==== SOURCE MATERIAL

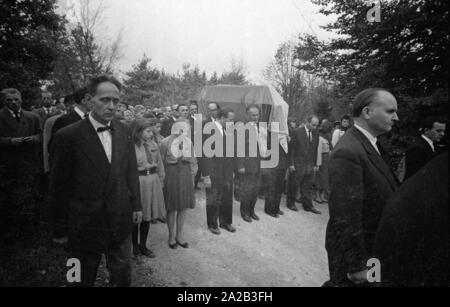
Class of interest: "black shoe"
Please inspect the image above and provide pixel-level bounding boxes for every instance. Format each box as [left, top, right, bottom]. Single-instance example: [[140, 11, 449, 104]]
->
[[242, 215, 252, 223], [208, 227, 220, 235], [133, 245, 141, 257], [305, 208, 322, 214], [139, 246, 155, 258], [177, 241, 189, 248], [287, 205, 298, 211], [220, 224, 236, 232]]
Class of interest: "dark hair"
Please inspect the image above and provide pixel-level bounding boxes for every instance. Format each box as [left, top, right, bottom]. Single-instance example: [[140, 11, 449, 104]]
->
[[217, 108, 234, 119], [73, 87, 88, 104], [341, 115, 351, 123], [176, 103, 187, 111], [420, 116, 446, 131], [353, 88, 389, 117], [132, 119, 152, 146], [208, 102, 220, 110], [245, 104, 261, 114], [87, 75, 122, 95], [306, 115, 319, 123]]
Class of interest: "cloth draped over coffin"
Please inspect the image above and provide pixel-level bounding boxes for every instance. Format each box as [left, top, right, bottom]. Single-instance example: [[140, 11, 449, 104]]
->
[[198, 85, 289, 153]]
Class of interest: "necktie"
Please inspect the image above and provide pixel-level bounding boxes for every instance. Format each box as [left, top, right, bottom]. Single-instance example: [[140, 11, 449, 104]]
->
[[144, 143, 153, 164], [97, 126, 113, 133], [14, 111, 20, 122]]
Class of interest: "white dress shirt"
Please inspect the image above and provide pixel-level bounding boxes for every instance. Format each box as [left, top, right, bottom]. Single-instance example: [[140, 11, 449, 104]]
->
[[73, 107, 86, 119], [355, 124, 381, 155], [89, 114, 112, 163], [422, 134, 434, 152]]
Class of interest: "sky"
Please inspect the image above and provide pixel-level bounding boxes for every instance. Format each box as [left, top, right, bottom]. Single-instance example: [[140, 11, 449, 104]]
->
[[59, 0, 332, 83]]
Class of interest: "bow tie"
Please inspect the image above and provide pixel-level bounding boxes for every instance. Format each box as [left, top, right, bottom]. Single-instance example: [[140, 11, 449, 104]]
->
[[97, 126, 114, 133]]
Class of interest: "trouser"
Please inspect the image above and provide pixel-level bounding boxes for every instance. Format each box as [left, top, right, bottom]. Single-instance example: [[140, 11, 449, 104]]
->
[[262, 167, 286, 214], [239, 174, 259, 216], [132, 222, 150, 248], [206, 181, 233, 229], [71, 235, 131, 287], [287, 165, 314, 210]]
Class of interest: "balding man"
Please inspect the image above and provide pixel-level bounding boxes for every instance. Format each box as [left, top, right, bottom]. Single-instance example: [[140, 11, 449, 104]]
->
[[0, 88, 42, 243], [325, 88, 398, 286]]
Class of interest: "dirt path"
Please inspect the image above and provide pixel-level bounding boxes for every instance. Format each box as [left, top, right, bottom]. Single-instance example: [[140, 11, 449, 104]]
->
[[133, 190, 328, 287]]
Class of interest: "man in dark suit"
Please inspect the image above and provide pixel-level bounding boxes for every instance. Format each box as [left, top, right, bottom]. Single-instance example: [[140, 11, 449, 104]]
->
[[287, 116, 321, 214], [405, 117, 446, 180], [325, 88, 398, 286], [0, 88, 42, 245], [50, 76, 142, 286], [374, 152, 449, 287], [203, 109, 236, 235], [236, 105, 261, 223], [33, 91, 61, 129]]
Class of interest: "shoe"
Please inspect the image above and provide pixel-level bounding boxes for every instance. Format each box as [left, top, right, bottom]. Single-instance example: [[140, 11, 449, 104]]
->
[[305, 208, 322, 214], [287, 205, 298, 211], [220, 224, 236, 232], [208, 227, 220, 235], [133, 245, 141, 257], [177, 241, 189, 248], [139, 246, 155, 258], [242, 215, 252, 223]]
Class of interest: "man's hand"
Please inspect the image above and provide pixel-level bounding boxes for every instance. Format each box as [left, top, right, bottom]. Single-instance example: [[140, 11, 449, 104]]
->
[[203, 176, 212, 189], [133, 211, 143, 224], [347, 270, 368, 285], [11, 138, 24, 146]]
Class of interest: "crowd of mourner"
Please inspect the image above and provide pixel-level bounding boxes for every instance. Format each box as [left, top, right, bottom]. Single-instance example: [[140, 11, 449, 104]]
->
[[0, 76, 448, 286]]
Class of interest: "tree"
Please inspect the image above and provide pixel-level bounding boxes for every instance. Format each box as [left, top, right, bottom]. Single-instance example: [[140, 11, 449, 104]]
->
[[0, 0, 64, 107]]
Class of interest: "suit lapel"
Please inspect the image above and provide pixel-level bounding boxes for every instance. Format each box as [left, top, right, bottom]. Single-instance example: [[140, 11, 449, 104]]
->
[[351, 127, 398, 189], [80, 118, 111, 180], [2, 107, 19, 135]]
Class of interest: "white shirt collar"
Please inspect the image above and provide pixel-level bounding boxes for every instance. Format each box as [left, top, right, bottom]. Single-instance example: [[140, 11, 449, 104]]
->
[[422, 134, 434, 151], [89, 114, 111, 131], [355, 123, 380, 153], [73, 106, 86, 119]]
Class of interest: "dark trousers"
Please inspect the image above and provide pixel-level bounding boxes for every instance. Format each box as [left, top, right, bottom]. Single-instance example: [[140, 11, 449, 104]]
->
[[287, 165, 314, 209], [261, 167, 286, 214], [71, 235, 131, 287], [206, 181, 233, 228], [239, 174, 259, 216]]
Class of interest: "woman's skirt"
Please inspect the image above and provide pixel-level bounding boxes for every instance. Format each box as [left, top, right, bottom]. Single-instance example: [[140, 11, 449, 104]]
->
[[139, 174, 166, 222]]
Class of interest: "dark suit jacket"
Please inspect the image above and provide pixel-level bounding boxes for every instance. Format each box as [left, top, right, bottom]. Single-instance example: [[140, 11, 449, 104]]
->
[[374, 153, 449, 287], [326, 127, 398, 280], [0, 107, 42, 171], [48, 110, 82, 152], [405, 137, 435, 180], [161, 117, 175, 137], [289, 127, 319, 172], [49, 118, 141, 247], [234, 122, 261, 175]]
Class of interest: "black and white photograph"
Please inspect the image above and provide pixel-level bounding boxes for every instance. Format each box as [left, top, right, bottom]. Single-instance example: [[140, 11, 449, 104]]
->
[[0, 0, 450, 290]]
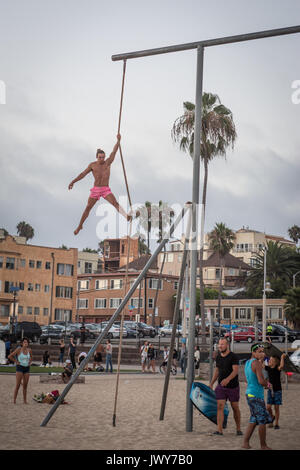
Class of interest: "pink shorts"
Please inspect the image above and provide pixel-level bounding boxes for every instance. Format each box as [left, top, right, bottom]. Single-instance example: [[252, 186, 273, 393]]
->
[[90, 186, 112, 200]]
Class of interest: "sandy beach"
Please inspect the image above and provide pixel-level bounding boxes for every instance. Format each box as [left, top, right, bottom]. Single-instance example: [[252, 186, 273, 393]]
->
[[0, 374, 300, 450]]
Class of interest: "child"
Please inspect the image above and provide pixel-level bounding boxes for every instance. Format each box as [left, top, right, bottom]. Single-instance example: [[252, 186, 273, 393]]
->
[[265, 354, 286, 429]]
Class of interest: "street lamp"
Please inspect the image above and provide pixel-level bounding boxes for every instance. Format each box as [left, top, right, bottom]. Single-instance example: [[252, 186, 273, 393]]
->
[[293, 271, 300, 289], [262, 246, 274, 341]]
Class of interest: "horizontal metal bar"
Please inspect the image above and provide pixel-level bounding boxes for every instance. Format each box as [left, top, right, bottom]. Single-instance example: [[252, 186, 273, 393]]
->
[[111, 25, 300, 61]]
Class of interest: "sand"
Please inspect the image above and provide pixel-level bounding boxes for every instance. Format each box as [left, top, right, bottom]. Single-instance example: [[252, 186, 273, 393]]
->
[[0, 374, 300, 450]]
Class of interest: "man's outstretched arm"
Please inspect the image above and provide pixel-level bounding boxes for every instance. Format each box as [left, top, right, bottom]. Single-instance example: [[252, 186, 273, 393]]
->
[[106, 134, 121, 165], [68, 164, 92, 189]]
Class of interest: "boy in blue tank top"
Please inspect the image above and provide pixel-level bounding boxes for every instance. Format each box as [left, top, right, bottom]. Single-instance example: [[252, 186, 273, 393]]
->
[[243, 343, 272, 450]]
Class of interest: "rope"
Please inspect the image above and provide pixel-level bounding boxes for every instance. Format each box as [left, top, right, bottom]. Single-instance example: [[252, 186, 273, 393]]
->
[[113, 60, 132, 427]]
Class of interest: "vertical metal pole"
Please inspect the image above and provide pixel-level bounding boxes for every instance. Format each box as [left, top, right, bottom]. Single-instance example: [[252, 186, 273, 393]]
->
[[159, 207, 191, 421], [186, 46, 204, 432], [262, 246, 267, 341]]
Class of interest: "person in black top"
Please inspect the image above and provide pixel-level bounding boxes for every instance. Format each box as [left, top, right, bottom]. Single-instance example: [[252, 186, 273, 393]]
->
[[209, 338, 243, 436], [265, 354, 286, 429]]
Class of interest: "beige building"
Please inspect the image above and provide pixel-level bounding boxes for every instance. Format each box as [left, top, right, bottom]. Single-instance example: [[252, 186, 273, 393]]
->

========

◆ **WRITTEN PROBLEM**:
Edit the stretch of items from the start of the records through the line containing "134, 434, 152]]" by replacing "Class of interest" with "Target class" and leaving everything else unchanged. Give only that stretch, and omit the pictures.

◆ **EXERCISE ANSWER**:
Target class: "black shoe"
Please inspect the image above and provide pixel-level bounding boxes for every instance. Format each box as [left, top, right, bottom]. Single-instance example: [[140, 11, 449, 104]]
->
[[242, 215, 252, 223], [208, 227, 220, 235], [133, 245, 141, 257], [305, 208, 322, 214], [139, 246, 155, 258], [177, 241, 189, 248], [287, 205, 298, 211], [220, 224, 236, 232]]
Target class: "dark hair"
Please inspect the image above and provide pixel-level bounding boxes for every instance. Format each box as [left, top, right, bottom]. Single-instance example: [[140, 11, 449, 104]]
->
[[217, 108, 234, 119], [73, 87, 88, 104], [341, 115, 351, 123], [176, 103, 187, 111], [420, 116, 446, 131], [353, 88, 389, 117], [132, 119, 152, 146], [208, 102, 220, 110], [245, 104, 261, 114], [87, 75, 122, 95], [306, 115, 319, 123]]
Target class: "cloth draped over coffin"
Please inspect the image above and provide pixel-level bounding boxes for every instance. Format each box as [left, top, right, bottom]. Single-instance example: [[140, 11, 449, 104]]
->
[[198, 85, 289, 153]]
Target class: "necktie"
Please inspect the image above and provide pixel-level bounding boxes for every instance. Format each box as [left, top, right, bottom]. Single-instance example: [[140, 11, 449, 104]]
->
[[144, 143, 153, 164], [97, 126, 113, 133], [14, 111, 20, 122]]
Target class: "white dress shirt"
Please inspect the image above and provide pixel-level bounding boxes for every instance. Format each box as [left, top, right, bottom]. Single-instance example: [[140, 11, 449, 104]]
->
[[73, 107, 86, 119], [355, 124, 381, 155], [89, 114, 112, 163], [422, 134, 434, 152]]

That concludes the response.